* STATED EXERCISE
Please write out the part of the passage on choosing a new target language starting with "From these results, we" and going on through "of the model.".

* TEXT EXTRACT
--- BEGIN ---
Choosing a New Target Language

We explored multiple languages used in the scientific community to discern a viable new target language to port the existing code into. Our criteria were ease of syntax, well optimized high level operations, and fast matrix math. We wished to maintain the performance and ease of use for non-programmers of Matlab but in an open source language. This excluded C, C++, and FORTRAN despite their performance. Additionally, these languages lack reliable features for easy parallelization. A study by Jules Kouatchou published in NASA's Modeling Guru resource compares performance of common scientific languages in various scientific tasks from the framework of a novice programmer.¹⁰ It is unclear how many replicates were performed to eliminate random noise in execution time, however results were generally clear enough to guide our decisions. The results thus are not representative of highly optimized code in the language, rather general code that can be expected of a non-programmer researcher. We are primarily interested in results of matrix operations, since this is the major operation in the model. A excerpt summary of results are provided below:

Array Copies

Language n=5000 n=9000

Python + Numba 0.26 0.34

Julia 0.0907 0.2274

Matlab 0.2787 0.8437

R 19.750 63.820

Fortan + ifort -O3 0.0680 0.2120
Matrix Multiplication¹¹

Language n=5000 n=9000

Python + Numba 3.64 13.57

Julia 0.1494 0.3497

Matlab 0.9567 0.2943

R 0.920 0.951

Fortan + DGEMM 0.2120 0.3320

Language	n=5000	n=9000
Python + Numba	0.26	0.34
Julia	0.0907	0.2274
Matlab	0.2787	0.8437
R	19.750	63.820
Fortan + ifort -O3	0.0680	0.2120

Language	n=5000	n=9000
Python + Numba	3.64	13.57
Julia	0.1494	0.3497
Matlab	0.9567	0.2943
R	0.920	0.951
Fortan + DGEMM	0.2120	0.3320

From these results, we see that Matlab is a very efficient language for its ease of use, explaining its strong foothold in the scientific community. These results are further backed by benchmarking hosted by Debian.¹² R consistenly performs poorly and was eliminated. Although Python with Numba compilation provides generally good performance while maintaining access to the general purpose programming features of Python, it is outperformed by the language Julia in matrix math tasks. Julia additionally has intrinsic profiling tools to easily improve code performance. A comparison of available libraries for Python and Julia showed that for the scope of this model, Julia contained equivalents of Python libraries that would commonly be used to improve non-math aspects of the model.

While Python is a massively popular open source language with broad scope, this model inherently does not need to take advantage of many features present in Python. To optimize use of the model from a user standpoint, we identify useful feautures: serialization of variables to archive data for later use; configuration of input parameters from outside files; and visualization packages in the target language. These features can be achieved through the Serialization or JLD modules, JSON, and PyPlot modules in Julia respectively. Additionally, Julia is supported with Jupyter notebooks, allowing for equivalent usage in data analysis as Python. PyPlot is a wrapper of Python's PyPlot module, allowing equivalent usage. As the necessary features are present in both languages, Julia's impressive performance in the ciritcal sections drove out decision. Julia's syntax is a mix of Python and Matlab style syntax and is easy to pick up coming from eaither language.
--- END ---
* RECORD EXCERPTS
--- BEGIN ---
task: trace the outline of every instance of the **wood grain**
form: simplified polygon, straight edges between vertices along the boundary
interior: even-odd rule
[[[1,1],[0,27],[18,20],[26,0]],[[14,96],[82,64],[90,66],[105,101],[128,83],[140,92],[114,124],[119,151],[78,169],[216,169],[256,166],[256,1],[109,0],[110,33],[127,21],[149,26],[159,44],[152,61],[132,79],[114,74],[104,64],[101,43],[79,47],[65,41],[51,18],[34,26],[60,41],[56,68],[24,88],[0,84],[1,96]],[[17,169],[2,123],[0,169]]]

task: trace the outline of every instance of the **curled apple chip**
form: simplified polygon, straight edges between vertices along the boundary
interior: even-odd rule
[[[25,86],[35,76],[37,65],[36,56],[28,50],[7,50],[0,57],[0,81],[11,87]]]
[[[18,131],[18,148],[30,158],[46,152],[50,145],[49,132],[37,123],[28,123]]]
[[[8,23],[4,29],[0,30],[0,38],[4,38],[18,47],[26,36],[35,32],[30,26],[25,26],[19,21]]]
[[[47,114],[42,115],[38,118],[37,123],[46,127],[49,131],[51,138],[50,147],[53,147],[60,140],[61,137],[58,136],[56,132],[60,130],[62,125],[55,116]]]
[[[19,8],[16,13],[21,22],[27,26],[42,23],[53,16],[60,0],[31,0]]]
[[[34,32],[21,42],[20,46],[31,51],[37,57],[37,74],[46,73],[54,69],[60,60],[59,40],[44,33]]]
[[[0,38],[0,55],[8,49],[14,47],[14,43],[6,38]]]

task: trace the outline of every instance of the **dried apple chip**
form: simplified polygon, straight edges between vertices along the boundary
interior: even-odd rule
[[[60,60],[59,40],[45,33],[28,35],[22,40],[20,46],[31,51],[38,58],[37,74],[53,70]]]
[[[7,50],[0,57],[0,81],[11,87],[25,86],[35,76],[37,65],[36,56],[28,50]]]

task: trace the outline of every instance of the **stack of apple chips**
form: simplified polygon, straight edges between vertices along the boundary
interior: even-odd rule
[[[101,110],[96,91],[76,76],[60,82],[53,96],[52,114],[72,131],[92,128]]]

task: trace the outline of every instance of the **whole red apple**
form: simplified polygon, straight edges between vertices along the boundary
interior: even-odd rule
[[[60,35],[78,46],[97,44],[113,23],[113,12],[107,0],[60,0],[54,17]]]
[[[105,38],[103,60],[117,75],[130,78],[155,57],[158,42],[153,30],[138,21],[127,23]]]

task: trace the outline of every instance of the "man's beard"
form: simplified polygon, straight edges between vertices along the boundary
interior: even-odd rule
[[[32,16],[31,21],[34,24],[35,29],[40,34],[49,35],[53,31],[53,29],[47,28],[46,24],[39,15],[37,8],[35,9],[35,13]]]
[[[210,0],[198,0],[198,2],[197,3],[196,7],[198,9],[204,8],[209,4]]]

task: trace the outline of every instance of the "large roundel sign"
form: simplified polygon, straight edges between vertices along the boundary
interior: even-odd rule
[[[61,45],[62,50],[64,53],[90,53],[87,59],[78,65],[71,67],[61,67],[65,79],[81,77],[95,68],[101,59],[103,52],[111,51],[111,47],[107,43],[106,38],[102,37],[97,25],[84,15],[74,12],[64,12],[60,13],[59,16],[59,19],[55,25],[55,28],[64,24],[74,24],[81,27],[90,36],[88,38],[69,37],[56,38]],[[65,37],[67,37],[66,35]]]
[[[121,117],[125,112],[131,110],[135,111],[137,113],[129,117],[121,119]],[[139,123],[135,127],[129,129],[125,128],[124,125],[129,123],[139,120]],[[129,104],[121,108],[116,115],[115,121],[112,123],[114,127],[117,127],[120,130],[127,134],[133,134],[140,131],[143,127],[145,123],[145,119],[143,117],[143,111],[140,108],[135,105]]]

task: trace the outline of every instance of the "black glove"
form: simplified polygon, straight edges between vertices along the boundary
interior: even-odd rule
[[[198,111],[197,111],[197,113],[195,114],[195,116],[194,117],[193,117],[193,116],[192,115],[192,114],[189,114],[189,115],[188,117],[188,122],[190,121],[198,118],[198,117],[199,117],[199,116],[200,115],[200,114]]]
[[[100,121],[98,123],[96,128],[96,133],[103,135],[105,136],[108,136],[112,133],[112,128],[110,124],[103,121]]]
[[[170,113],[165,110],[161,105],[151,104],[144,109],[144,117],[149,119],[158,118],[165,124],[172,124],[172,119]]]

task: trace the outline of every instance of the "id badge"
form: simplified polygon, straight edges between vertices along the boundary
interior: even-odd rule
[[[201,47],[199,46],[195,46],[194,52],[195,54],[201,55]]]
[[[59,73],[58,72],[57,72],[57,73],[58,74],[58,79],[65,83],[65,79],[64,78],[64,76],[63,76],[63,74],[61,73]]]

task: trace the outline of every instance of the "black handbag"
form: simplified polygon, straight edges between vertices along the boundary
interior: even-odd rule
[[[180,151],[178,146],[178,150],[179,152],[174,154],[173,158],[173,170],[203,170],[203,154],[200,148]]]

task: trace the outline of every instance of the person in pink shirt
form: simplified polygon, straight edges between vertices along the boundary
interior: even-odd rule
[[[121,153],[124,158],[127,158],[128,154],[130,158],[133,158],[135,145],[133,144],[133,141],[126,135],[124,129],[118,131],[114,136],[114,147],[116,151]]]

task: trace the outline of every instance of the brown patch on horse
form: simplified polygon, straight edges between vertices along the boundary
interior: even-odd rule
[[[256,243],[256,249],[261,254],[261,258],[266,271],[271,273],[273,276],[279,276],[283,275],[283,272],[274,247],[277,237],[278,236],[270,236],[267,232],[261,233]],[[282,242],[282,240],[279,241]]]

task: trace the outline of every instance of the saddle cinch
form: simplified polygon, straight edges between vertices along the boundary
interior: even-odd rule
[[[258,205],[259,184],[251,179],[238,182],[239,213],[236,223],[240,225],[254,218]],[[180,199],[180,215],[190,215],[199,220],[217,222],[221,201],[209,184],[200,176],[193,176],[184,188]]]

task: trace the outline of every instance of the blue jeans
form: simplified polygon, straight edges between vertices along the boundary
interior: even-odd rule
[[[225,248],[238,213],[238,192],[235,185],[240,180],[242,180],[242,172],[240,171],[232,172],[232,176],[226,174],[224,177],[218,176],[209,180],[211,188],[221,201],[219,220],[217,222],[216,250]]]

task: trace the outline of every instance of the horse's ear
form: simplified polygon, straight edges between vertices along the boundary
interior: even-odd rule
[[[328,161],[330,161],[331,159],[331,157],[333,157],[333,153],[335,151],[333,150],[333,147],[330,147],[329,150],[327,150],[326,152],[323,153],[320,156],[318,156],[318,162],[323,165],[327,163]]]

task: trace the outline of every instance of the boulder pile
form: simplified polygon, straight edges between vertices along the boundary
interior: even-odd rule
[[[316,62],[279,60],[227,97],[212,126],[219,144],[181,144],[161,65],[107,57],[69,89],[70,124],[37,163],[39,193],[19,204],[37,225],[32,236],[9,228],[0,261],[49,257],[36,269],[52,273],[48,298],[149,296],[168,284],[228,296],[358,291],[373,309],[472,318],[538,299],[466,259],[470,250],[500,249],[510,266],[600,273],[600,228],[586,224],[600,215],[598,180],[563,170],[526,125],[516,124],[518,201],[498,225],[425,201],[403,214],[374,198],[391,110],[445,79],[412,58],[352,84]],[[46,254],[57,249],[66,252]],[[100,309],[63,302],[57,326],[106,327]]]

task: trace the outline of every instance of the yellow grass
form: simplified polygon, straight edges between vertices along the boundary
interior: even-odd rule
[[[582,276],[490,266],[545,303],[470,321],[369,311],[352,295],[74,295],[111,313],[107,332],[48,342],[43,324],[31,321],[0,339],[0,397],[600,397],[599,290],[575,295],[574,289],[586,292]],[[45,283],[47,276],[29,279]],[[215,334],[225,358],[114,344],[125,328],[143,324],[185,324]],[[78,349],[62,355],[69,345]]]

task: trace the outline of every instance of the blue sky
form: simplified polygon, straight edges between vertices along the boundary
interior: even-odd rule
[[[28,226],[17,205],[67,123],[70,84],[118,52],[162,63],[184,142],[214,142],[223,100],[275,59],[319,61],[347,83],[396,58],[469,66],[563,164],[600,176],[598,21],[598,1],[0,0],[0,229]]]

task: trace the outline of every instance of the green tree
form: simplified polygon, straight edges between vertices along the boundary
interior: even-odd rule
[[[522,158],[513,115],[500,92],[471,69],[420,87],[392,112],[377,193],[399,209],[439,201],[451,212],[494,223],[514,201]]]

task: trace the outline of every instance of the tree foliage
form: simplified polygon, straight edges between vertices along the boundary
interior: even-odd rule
--- END ---
* SOLUTION TO THIS TASK
From these results, we see that Matlab is a very efficient language for its ease of use, explaining its strong foothold in the scientific community. These results are further backed by benchmarking hosted by Debian.¹² R consistenly performs poorly and was eliminated. Although Python with Numba compilation provides generally good performance while maintaining access to the general purpose programming features of Python, it is outperformed by the language Julia in matrix math tasks. Julia additionally has intrinsic profiling tools to easily improve code performance. A comparison of available libraries for Python and Julia showed that for the scope of this model, Julia contained equivalents of Python libraries that would commonly be used to improve non-math aspects of the model.